> Problem description:
Return the tail of the records exactly, starting from the line containing "Locate the van driver" and ending with the final line.

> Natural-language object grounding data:

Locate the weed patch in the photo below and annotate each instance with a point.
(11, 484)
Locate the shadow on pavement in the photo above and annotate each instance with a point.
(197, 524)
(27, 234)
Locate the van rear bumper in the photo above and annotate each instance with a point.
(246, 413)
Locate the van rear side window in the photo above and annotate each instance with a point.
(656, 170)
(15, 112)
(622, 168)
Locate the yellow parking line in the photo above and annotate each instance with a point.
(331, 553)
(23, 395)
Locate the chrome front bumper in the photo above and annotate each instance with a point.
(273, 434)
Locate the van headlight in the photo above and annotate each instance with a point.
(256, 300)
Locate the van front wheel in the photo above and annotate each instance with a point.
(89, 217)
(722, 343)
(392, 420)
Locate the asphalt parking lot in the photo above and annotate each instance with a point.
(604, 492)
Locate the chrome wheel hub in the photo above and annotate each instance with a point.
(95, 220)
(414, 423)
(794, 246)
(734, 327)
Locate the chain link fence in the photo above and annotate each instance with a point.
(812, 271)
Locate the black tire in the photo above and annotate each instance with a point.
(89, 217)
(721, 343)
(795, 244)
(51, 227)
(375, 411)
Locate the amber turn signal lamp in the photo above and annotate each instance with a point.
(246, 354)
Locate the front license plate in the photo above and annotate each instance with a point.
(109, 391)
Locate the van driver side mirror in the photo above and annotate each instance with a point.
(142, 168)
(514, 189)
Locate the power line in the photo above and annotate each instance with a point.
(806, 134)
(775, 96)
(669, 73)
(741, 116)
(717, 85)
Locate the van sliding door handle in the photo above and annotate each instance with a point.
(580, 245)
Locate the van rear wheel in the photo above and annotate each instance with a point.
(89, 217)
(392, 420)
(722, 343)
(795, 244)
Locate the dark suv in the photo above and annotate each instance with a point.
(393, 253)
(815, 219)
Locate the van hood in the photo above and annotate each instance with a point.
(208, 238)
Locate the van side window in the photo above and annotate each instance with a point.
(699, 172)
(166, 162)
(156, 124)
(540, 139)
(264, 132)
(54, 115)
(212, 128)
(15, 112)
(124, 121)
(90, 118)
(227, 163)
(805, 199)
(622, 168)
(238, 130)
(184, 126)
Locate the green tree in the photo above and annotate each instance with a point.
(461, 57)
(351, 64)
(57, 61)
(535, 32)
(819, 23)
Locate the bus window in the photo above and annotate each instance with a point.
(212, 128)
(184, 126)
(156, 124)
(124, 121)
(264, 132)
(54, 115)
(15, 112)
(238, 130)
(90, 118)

> Output:
Locate the van driver side mirror in the photo above and annotate each instance with a point.
(142, 168)
(514, 189)
Locate the power line in the photo above and annotate each instance with a point.
(806, 134)
(775, 96)
(669, 73)
(741, 116)
(717, 85)
Locate the van sliding door handle in the photo above and annotate each instance with a point.
(580, 245)
Locate the van rear wheel in the photo above and annotate each instance with a point.
(89, 217)
(392, 420)
(722, 343)
(795, 244)
Locate the dark suv in the photo above and annotate each instance with a point.
(393, 253)
(815, 219)
Locate the van hood in the photo above and annotate each instance with a point.
(208, 238)
Locate the van side window in the photo above and annotate each instance with a point.
(699, 172)
(166, 162)
(156, 124)
(540, 139)
(264, 132)
(54, 115)
(212, 128)
(15, 112)
(124, 121)
(90, 118)
(227, 163)
(805, 199)
(622, 168)
(238, 130)
(184, 126)
Locate the green tree in the photo above and annotate each instance with a point.
(461, 57)
(351, 64)
(57, 61)
(535, 32)
(819, 23)
Locate the bus window in the photo above and annotate each instance with a point.
(212, 128)
(184, 126)
(156, 124)
(124, 121)
(264, 132)
(54, 115)
(15, 112)
(238, 130)
(90, 118)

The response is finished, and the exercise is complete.